Tasks to carry out:
A. In the Lost and Found album article, how many years had passed since McCutcheon's previous album?
B. Using the Lost and Found album article, mark each statement yes or no and quote the words that decide it: (i) Lost and Found is McCutcheon's fourth studio album. (ii) "Any Sign of Life" was the album's lead single. (iii) Jack McManus produced the album.
C. Continue the Lost and Found album article from its last sentence.

Excerpted passage:
Studio album by Martine McCutcheon
- Released: 11 August 2017
- Genre: Pop
- Length: 36:10
- Label: BMG
- Producer: Jack McManus

Martine McCutcheon chronology
| Musicality (2002) | Lost and Found (2017) |  |

Singles from Lost and Found
- "Say I'm Not Alone" Released: 30 May 2017; "Any Sign of Life" Released: 24 July 2017;

= Lost and Found (Martine McCutcheon album) =

Lost and Found is the fourth studio album by English actress and singer Martine McCutcheon. Her first in 15 years, it was released on 11 August 2017 by BMG. Its lead single, "Say I'm Not Alone" was released on 30 May 2017, whilst its second single titled "Any Sign of Life" was released on 24 July 2017.

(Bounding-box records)

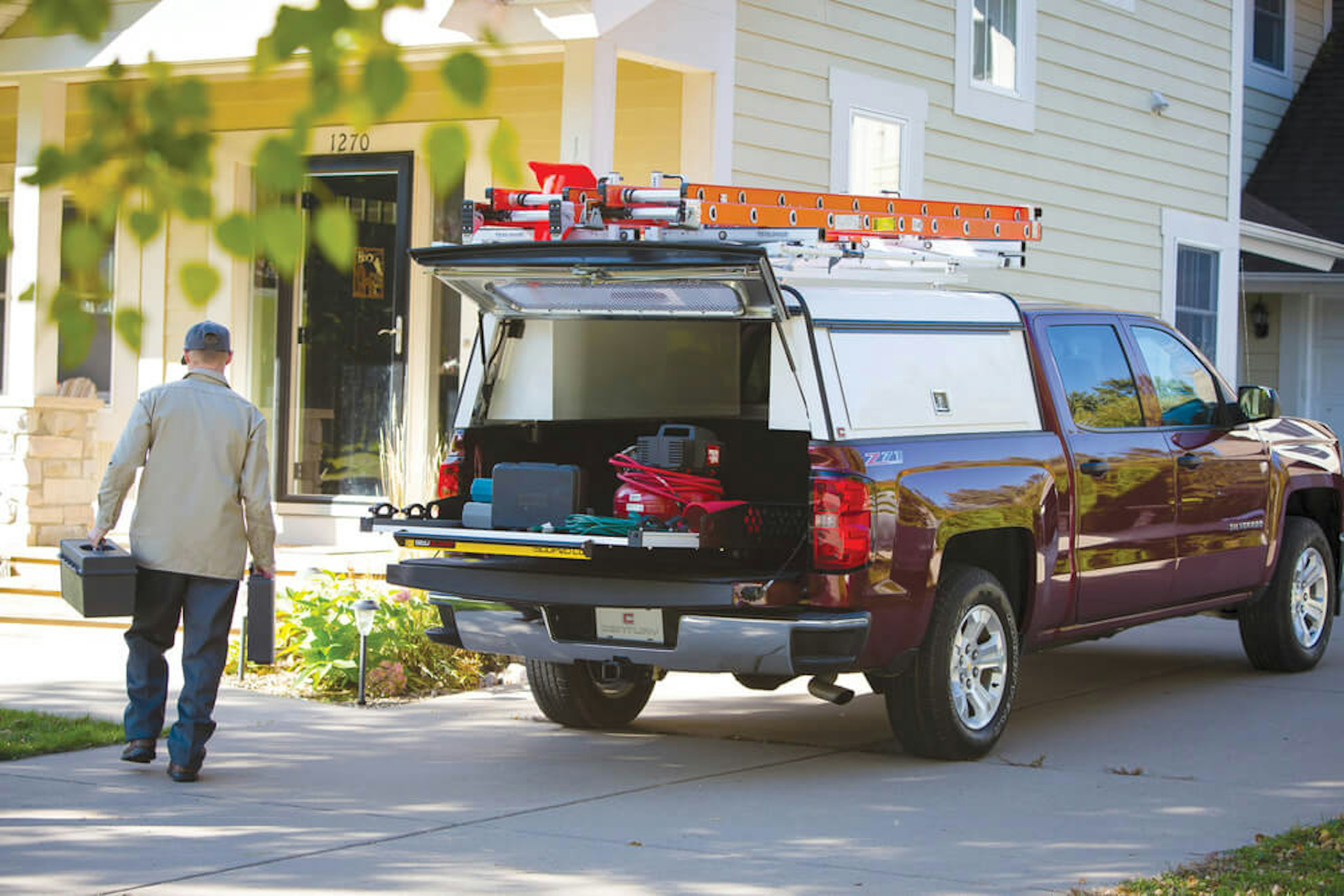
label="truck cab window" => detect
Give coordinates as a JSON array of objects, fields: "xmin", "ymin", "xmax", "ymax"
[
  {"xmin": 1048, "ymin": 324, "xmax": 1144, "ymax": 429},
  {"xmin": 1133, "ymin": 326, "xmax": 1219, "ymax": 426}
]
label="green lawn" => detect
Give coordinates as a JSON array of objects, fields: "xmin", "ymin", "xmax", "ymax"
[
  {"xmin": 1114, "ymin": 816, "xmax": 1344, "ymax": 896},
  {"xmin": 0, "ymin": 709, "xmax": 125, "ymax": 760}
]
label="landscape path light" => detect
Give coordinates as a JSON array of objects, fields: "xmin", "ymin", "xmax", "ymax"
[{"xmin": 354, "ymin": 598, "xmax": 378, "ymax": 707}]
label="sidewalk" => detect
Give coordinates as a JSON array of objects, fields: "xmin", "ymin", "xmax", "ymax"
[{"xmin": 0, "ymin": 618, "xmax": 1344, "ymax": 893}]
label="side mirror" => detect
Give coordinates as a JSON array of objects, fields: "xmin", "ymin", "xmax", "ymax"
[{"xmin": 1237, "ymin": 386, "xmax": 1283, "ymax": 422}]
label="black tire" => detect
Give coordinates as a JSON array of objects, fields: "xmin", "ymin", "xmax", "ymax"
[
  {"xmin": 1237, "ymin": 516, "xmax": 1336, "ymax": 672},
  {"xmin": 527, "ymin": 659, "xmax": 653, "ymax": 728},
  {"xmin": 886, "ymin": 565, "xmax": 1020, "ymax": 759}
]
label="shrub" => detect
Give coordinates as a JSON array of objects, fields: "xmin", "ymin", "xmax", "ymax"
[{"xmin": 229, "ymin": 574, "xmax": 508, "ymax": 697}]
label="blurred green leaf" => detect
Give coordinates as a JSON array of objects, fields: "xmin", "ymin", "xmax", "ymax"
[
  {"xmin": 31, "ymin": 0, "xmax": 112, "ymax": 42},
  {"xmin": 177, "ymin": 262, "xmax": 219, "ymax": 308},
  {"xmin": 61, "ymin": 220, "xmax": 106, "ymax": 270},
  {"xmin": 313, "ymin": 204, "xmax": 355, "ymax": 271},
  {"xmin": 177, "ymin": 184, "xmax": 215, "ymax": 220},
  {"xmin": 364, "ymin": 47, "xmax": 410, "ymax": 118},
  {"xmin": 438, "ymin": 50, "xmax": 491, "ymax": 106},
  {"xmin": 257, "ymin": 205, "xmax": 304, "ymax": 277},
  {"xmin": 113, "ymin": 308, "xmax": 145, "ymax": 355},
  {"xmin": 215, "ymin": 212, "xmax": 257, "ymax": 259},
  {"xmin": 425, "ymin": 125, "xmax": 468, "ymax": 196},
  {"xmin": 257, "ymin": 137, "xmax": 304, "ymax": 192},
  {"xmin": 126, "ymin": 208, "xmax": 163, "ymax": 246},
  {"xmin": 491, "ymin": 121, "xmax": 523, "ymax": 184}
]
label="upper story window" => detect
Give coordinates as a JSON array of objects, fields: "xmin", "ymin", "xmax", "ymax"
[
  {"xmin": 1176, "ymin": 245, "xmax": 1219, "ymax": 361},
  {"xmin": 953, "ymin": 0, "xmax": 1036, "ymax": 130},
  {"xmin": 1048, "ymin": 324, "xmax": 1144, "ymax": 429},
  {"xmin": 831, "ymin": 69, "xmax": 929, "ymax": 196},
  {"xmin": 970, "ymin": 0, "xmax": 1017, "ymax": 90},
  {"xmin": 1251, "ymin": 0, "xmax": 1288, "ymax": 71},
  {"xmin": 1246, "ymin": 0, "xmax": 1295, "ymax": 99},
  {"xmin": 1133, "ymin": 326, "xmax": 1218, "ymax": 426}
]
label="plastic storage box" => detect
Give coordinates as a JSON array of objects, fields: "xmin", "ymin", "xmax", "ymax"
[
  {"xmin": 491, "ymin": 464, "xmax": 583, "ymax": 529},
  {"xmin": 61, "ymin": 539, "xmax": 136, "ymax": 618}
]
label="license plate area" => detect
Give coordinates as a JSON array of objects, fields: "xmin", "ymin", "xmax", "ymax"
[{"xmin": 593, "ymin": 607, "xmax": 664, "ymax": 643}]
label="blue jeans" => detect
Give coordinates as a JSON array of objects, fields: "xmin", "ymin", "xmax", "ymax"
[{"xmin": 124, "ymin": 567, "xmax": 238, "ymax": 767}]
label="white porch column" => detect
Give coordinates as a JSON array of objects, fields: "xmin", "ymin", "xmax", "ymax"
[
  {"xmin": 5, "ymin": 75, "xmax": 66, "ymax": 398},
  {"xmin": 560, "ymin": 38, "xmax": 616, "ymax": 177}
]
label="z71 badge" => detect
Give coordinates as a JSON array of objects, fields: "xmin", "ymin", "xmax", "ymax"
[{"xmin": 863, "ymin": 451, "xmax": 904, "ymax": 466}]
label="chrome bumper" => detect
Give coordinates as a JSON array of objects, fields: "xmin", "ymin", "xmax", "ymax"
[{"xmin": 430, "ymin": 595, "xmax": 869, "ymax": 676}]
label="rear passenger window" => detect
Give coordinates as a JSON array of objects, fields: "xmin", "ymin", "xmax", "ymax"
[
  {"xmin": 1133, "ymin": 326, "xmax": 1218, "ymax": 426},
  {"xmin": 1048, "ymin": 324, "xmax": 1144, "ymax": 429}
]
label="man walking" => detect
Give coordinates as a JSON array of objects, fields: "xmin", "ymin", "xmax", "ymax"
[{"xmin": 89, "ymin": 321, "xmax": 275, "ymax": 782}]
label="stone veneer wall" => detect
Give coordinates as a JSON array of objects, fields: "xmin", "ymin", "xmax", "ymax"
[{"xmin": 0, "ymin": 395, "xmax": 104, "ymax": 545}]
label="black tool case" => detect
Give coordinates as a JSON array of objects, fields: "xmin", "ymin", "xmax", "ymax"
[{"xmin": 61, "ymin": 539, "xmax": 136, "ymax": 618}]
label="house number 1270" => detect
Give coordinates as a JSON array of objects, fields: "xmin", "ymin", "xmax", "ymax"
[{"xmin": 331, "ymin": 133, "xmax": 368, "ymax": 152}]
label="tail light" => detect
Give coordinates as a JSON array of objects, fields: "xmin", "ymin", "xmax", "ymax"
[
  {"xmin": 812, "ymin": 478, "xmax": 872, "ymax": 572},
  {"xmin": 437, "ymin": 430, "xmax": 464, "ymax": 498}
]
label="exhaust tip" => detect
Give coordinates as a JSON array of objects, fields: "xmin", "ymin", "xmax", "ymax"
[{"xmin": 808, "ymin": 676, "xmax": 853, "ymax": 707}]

Task responses:
A. 15 years

B.
(i) Yes: "Lost and Found is the fourth studio album by English actress and singer Martine McCutcheon"
(ii) No: "Its lead single, "Say I'm Not Alone" was released on 30 May 2017"
(iii) Yes: "Producer: Jack McManus"

C.
==Critical reception==

Lucy Mapstone from The Irish News called the album an "unapologetic pop piece that reminds you that yes, she really can sing [...] McCutcheon takes you on a comfortably familiar journey with her ballad-heavy record, her musical style and vocals straight out of the 1990s – fixed in time, but pleasingly so. Unsurprisingly, it's not the most daring record but McCutcheon provides a welcome break from the current charts fodder of heavily-produced tracks."

Professional ratings
Review scores
| Source | Rating |
| The Irish News | Star |
| Belfast Telegraph | Star |

==Commercial performance==
Lost and Found peaked at number 17 on the UK Albums Chart, becoming McCutcheon's highest-charting album since the release of her debut album You Me & Us, which peaked at number 2 in 1999.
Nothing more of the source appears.